GIVEN EXERCISE>
Copy the data below line for line, changing nothing.

RAW RECORDS>

····················

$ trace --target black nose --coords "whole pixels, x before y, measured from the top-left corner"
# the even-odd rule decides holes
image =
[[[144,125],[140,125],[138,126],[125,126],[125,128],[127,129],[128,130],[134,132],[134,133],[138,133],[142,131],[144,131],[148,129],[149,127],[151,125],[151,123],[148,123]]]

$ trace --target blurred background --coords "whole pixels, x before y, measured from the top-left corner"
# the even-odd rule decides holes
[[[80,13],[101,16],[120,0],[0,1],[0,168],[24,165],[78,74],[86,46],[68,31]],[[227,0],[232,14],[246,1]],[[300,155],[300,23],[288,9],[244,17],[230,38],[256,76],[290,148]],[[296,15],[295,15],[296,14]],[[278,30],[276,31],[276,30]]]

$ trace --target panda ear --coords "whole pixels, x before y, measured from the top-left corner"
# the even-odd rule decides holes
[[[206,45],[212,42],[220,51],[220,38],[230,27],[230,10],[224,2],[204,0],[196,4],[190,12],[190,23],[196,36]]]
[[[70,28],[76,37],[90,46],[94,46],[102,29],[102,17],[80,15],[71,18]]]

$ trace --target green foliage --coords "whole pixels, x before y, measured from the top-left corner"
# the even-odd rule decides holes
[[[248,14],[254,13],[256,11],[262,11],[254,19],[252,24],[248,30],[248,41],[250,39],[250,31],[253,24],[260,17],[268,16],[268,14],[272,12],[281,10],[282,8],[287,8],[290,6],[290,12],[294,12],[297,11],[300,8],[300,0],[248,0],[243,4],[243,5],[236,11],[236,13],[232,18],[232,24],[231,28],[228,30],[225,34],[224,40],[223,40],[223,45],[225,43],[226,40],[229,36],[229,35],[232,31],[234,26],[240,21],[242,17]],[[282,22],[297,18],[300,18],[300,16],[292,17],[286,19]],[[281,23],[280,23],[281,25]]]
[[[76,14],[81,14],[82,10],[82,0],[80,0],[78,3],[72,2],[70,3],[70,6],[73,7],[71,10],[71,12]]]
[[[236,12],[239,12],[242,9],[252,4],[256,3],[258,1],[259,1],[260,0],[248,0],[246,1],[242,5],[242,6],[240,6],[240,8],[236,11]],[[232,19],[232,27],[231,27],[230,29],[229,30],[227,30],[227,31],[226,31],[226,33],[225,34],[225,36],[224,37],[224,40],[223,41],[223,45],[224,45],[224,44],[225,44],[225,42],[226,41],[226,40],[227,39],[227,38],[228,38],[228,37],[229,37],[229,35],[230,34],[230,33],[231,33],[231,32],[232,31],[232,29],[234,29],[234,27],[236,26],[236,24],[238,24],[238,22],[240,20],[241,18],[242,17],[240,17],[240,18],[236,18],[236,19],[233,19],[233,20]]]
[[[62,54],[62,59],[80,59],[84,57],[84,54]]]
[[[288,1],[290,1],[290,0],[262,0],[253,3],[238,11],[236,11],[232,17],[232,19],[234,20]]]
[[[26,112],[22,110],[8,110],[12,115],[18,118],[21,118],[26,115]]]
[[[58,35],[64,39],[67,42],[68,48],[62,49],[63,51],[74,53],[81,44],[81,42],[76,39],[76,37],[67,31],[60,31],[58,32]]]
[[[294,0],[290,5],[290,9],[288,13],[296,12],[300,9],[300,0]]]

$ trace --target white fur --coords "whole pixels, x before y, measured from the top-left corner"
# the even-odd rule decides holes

····················

EXERCISE OUTPUT>
$ trace --target black nose --coords "whole pixels, x before y, measured from the top-left corner"
# the even-odd rule decides holes
image =
[[[144,125],[140,125],[138,126],[125,126],[125,128],[127,129],[128,130],[134,132],[134,133],[138,133],[142,131],[144,131],[148,129],[149,127],[151,125],[151,123],[148,123]]]

$ trace --target blurred background --coords "whole pixels, x before y, measured from the top-left corner"
# the even-odd rule decides holes
[[[80,13],[101,16],[120,0],[0,1],[0,168],[24,165],[78,74],[86,46],[68,31]],[[227,0],[232,14],[246,1]],[[300,155],[300,23],[288,9],[244,17],[230,38],[256,76],[290,148]],[[296,15],[295,15],[296,14]],[[278,30],[276,31],[276,30]]]

$ trace --target panda ear --coords "whole pixels, x before y, measured from the top-left corner"
# the even-odd rule decides holes
[[[206,45],[212,42],[220,51],[220,38],[230,27],[230,10],[224,2],[204,0],[196,4],[190,12],[190,23],[196,36]]]
[[[70,28],[76,37],[90,46],[94,46],[102,29],[102,17],[80,15],[71,18]]]

$ trace --target green foliage --coords "whole pixels, x before y, measured from the top-left corner"
# the even-odd rule decides holes
[[[248,14],[254,13],[256,11],[262,11],[254,19],[252,24],[248,30],[248,41],[250,39],[250,31],[253,24],[260,17],[268,16],[268,14],[272,12],[281,10],[282,8],[287,8],[290,6],[290,12],[294,12],[297,11],[300,8],[300,0],[248,0],[243,4],[243,5],[236,11],[236,13],[232,18],[232,24],[231,28],[228,30],[225,34],[224,40],[223,40],[223,45],[225,43],[226,40],[229,36],[229,35],[232,31],[234,26],[240,21],[242,17]],[[282,22],[297,18],[300,18],[300,16],[292,17],[286,19]],[[281,23],[280,23],[281,25]]]
[[[76,14],[81,14],[82,10],[82,0],[80,0],[78,3],[72,2],[70,3],[70,6],[73,7],[71,10],[71,12]]]
[[[236,12],[239,12],[242,9],[252,4],[256,3],[258,1],[259,1],[260,0],[248,0],[246,1],[242,5],[242,6],[240,6],[240,8],[236,11]],[[232,19],[232,27],[231,27],[230,29],[229,30],[227,30],[227,31],[226,31],[226,33],[225,34],[225,36],[224,37],[224,40],[223,41],[223,45],[224,45],[224,44],[225,44],[225,42],[226,41],[226,40],[227,39],[227,38],[228,38],[228,37],[229,37],[229,35],[230,34],[230,33],[231,33],[231,32],[232,31],[232,29],[234,29],[234,27],[236,26],[236,24],[238,24],[238,22],[240,20],[241,18],[242,17],[240,17],[240,18],[236,18],[236,19],[233,19],[233,20]]]
[[[62,54],[62,59],[80,59],[84,57],[84,54]]]
[[[288,1],[290,1],[290,0],[262,0],[253,3],[238,11],[236,11],[232,17],[232,19],[234,20]]]
[[[26,112],[22,110],[8,110],[12,115],[18,118],[21,118],[26,115]]]
[[[58,35],[64,39],[67,42],[68,48],[62,49],[63,51],[74,53],[81,44],[81,42],[76,39],[76,37],[67,31],[60,31],[58,32]]]
[[[294,0],[290,5],[290,9],[288,13],[296,12],[300,9],[300,0]]]

$ trace --target white fur --coords "whole pixels, x before y, measured from the top-left corner"
# the even-odd rule decides holes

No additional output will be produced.